Expressive temperature

This is a very niche post documenting a technique I think might be useful to artists — especially musicians — who want to work with material sampled from machine learning systems.

There’s a primer below for people who are intrigued but not steeped in these tools. If you are, ahem, well-steeped, skip directly to the heading Turning the knob. Otherwise, proceed!

A primer on temperature

In machine learning systems designed to generate text or audio, there’s often a final step between the system’s model of the training data and some concrete output that a human can evaluate or enjoy. Technically, this is the sampling of a multinomial distribution, but call it rolling a giant dice, many-many-sided, and also weighted. Weird dice.

To that final dice roll, there’s a factor applied that is called, by convention, the “sampling temperature.” Its default value is 1.0, which means we roll the weighted dice just as the model has provided it. But we can choose other values, too. We can tamper with the dice.

It’s easiest to understand with examples.

Here’s some text sampled from a model trained on science fiction stories. First, let’s set the sampling temperature to 0.1. The weights get divided by the temperature, so a value less than 1.0 will make heavy weights much heavier — which is to say, more likely — giving us a drone of the training data’s most basic themes:

It was a strange thing. The strange statement was that the state of the planet was a strange state of special problems.

You could sample pages and pages of text sampled at this temperature and you wouldn’t read about much besides planets and strangeness.

By contrast, if we set the temperature to 1.0, we get a nice, surprising sample:

It was here yesterday. There was a double fictional device with crocodile shoulders and phoney oceans and Katchanni.

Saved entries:

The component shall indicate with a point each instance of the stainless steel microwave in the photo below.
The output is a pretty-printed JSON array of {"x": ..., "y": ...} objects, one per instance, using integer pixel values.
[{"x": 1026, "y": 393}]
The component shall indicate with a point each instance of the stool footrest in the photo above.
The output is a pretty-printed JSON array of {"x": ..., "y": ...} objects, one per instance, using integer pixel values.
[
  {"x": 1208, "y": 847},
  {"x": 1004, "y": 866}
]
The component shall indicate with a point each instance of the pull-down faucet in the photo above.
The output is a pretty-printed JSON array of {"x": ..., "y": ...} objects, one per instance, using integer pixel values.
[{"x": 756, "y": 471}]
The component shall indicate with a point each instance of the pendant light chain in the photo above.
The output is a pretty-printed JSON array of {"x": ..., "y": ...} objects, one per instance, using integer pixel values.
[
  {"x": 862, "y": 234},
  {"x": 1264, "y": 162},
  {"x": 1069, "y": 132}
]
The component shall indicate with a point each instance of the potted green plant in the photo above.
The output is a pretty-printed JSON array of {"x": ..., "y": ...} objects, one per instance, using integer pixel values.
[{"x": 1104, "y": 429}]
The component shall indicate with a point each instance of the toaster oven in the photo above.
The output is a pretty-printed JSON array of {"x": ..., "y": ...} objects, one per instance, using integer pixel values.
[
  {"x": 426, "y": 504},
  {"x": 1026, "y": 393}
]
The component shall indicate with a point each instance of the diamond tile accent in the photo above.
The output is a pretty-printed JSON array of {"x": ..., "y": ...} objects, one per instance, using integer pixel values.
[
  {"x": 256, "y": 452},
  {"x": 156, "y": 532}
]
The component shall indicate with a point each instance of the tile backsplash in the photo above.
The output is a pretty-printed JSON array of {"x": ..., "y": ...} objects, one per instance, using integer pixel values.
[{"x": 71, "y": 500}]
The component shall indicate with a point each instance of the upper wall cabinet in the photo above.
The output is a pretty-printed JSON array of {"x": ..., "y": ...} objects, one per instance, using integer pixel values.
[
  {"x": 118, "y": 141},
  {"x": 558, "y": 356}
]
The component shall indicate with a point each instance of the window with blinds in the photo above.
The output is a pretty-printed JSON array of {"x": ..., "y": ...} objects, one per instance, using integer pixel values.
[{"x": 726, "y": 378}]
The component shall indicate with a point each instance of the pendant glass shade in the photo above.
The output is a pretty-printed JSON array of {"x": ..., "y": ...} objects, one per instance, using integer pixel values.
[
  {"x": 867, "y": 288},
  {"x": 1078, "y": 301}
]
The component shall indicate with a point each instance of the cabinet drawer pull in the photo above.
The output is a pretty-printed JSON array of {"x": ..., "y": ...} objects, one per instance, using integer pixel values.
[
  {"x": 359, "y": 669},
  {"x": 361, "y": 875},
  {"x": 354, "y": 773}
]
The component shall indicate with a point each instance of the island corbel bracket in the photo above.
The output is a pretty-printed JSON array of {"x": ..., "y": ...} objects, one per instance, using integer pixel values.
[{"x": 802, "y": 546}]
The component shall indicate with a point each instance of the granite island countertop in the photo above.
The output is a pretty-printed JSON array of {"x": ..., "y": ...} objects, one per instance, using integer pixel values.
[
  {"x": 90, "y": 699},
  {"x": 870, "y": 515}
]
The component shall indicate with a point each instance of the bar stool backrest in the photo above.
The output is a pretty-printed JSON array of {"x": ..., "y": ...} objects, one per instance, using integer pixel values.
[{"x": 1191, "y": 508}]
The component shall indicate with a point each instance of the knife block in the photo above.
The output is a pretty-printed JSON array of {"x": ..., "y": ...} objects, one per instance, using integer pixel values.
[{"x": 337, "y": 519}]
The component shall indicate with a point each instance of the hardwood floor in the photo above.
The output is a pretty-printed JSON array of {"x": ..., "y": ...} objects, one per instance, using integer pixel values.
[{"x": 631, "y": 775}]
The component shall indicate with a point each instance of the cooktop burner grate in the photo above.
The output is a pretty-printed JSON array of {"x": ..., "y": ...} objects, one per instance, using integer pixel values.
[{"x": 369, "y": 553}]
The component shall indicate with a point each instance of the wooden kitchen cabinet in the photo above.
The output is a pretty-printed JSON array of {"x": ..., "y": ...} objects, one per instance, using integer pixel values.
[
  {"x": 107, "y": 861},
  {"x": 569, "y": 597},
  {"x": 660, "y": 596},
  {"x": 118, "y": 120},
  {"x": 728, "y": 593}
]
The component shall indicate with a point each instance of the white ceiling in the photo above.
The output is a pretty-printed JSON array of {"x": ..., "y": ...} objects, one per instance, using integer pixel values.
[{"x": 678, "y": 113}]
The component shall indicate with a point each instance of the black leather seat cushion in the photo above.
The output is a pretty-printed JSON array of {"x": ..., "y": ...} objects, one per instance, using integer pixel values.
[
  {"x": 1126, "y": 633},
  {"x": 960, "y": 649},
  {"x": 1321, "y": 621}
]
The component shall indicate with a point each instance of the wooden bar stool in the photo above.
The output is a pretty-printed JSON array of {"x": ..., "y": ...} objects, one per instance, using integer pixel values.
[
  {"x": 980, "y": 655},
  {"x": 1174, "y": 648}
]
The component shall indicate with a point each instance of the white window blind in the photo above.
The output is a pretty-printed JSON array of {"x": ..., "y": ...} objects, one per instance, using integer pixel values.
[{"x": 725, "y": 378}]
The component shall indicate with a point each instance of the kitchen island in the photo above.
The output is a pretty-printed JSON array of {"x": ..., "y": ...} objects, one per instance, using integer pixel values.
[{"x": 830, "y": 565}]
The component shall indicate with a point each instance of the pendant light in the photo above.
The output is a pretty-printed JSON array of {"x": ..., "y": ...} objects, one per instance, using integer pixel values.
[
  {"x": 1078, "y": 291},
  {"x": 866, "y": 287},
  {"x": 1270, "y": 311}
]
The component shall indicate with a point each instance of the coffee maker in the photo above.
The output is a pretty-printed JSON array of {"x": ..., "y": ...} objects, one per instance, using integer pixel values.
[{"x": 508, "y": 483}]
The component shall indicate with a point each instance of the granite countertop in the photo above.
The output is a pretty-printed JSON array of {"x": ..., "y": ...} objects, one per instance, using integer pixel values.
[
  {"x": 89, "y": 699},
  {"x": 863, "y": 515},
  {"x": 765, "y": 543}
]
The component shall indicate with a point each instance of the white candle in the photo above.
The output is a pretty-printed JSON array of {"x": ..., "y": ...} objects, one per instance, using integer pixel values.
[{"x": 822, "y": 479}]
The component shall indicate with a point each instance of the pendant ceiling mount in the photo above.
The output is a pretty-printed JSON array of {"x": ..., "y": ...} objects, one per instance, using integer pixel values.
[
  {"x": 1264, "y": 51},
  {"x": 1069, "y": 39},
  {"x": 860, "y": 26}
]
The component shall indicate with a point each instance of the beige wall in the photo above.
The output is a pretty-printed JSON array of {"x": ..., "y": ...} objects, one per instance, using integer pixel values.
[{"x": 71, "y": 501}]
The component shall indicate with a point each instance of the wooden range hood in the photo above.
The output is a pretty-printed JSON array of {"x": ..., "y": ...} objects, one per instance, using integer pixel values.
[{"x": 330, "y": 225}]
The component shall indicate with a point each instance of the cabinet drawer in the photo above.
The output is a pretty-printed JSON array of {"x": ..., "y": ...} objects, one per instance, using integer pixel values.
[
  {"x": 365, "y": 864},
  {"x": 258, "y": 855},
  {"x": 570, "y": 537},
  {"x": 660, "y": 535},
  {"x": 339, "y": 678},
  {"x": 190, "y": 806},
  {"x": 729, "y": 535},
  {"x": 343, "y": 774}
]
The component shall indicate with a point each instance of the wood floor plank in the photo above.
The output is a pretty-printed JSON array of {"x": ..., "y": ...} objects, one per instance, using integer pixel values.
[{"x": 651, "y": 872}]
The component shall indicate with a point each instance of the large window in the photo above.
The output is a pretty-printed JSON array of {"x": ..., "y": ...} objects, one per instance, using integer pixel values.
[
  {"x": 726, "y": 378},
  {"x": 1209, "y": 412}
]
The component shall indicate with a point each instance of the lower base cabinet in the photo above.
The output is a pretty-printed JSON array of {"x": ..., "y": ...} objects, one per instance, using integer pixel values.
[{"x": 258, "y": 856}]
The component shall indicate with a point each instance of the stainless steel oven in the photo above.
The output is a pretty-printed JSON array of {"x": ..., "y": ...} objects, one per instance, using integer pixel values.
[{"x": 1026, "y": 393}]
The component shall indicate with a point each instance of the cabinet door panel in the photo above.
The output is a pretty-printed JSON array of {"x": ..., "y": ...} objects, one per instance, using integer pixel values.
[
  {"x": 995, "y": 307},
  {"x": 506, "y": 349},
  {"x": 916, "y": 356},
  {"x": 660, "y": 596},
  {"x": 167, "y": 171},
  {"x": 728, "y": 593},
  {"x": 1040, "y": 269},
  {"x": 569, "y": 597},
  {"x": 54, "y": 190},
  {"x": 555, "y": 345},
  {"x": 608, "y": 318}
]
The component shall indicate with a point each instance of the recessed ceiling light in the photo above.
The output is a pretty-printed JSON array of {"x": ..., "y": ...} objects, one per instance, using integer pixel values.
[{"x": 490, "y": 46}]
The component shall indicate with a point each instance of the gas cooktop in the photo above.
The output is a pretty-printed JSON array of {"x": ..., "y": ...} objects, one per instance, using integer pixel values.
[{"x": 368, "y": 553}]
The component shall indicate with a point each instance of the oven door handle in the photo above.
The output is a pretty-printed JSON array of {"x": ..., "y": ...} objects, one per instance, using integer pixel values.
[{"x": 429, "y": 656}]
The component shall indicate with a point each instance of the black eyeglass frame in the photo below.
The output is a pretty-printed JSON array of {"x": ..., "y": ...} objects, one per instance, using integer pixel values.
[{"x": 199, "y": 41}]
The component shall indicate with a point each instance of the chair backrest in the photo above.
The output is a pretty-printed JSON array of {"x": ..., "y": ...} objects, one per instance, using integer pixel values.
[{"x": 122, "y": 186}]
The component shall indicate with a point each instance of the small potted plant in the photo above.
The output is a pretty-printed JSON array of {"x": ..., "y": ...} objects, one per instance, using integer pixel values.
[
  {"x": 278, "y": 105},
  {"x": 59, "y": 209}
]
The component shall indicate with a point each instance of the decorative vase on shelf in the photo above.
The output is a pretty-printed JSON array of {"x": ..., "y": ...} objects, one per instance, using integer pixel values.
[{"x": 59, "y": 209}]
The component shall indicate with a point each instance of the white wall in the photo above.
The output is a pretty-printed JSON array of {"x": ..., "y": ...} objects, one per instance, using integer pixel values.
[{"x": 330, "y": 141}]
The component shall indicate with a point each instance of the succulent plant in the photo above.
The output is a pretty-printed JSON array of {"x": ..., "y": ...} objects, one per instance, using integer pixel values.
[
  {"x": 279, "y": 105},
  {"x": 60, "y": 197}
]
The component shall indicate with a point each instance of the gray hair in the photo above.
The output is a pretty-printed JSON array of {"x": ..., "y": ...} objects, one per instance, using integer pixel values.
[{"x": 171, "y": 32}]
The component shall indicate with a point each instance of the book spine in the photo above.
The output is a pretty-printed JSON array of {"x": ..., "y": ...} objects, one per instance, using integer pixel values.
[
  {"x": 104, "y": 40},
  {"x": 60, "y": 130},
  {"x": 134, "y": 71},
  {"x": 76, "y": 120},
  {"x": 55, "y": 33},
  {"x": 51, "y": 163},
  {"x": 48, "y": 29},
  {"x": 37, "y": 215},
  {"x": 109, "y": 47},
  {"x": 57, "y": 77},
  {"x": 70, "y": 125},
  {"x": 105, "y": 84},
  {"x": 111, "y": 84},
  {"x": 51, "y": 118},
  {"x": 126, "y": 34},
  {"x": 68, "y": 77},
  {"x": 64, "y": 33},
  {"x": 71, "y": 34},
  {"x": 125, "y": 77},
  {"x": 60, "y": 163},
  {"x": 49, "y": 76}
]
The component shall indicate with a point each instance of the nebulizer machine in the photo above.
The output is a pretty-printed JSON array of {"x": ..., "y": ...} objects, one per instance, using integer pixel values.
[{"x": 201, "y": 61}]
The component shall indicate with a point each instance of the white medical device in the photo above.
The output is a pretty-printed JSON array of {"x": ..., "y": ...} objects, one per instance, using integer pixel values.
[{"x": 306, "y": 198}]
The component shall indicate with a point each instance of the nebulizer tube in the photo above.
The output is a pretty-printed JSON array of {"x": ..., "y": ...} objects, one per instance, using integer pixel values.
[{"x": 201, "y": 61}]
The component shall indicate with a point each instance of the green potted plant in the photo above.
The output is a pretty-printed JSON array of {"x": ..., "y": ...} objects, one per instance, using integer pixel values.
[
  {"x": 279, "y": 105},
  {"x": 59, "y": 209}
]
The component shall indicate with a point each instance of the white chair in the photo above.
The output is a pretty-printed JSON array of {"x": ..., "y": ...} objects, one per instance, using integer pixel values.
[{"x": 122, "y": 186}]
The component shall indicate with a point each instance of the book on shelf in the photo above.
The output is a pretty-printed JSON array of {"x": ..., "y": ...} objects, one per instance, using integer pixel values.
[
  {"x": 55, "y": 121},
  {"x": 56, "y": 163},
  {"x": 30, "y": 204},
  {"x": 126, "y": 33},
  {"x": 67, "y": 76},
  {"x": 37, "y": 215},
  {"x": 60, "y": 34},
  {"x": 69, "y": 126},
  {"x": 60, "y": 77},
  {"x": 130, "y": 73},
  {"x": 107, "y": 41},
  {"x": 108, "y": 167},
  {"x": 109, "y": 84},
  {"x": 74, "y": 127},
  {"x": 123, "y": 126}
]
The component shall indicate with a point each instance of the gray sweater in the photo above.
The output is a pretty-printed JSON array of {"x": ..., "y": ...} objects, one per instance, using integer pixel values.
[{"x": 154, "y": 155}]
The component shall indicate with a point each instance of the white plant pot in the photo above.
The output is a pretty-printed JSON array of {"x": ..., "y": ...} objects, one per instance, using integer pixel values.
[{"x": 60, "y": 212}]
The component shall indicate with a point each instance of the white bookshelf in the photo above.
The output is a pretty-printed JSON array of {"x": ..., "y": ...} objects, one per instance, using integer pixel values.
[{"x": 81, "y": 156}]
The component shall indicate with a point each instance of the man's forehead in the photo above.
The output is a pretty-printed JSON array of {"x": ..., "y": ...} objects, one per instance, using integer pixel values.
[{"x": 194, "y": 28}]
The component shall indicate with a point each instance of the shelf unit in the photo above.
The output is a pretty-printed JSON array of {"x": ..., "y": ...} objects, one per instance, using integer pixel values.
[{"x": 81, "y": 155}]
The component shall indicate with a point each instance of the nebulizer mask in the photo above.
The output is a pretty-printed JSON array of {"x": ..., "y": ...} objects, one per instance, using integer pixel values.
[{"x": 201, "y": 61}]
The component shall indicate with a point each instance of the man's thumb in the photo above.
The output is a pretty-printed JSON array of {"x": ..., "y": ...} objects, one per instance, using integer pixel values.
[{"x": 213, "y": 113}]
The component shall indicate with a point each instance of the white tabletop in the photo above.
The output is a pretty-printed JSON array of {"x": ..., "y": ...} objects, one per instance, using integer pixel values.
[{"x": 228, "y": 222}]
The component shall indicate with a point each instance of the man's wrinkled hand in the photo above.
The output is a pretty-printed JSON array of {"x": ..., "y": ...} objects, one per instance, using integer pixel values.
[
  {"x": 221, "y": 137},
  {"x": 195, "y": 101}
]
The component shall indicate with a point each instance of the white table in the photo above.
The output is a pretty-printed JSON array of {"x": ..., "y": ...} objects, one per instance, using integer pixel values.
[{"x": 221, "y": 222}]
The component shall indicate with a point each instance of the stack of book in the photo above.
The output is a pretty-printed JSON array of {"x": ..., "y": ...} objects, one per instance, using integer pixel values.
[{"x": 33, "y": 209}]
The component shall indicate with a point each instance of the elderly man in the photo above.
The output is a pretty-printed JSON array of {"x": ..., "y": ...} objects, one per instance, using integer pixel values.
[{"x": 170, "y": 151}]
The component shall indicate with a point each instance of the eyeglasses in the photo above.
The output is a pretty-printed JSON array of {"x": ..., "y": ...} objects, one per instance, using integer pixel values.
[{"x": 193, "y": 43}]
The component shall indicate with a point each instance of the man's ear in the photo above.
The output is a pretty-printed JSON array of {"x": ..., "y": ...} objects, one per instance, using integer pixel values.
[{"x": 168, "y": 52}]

# EXERCISE 1
Decide whether each statement agrees with the post on sampling temperature, answering yes or no and quoting the deciding words: (a) The default sampling temperature is 1.0. (b) A temperature below 1.0 makes heavy weights lighter. (c) The sample text comes from a model trained on science fiction stories.
# EXERCISE 2
In the post on sampling temperature, print everything from "You could sample" down to "phoney oceans and Katchanni.".
# EXERCISE 3
Proceed with the post on sampling temperature, picking up after its last sentence.
The saved entries stand apart from the post on sampling temperature and are separate material.

# TASK RESULT 1
(a) Yes: "Its default value is 1.0"
(b) No: "a value less than 1.0 will make heavy weights much heavier"
(c) Yes: "Here’s some text sampled from a model trained on science fiction stories."

# TASK RESULT 2
You could sample pages and pages of text sampled at this temperature and you wouldn’t read about much besides planets and strangeness.

By contrast, if we set the temperature to 1.0, we get a nice, surprising sample:

It was here yesterday. There was a double fictional device with crocodile shoulders and phoney oceans and Katchanni.

# TASK RESULT 3
Katchanni! Okay! You will never, ever find Katchanni at temperature 0.1.

We can crank the sampling temperature up even higher. Remember, we’re dividing, so values above 1.0 mean the weights get smoothed out, making our dice “fairer”—weirder things become possible. At 1.5, the text begins to feel like a pot left unattended on the stove, hissing and rattling:

It was Winstead, my balked, old-fashioned 46 fodetes ratted.

And maybe that’s an effect we want sometimes! This is the point. I shall put it in bold. Often, when you’re using a machine learning system to generate material, sampling temperature is a key expressive control.

Sooo… let’s control it.

Turning the knob

If I repeated the exercise above but substituted samples of audio for text, you would recognize the same pattern: at low (“cool”?) temperatures, caution and repetition; around 1.0, a solid attempt to represent the diversity of the training data; beyond, Here Be Dragons.

It occurred to me, deep into some experiments with audio, that it should be possible to change the temperature not just between samples, but during them. In other words, to treat sampling temperature the way you might a filter knob on a synthesizer, sweeping it up or down to lend your sound movement and drama.

Let’s play around.

The toolkit:

  • Richard Assar's implementation of SampleRNN, which is also what I used to generate sound for the audiobook of my most recent novel. It's no longer state-of-the-art, but it produces results more interesting, to my ear, than anything currently available as open source.
  • A model trained on several different performances of a song I like (which shall remain unnamed). It's a relatively small dataset, so, in practice, this model acts as a grungy, circuitous kind of sampler, transforming and regurgitating the song in novel ways.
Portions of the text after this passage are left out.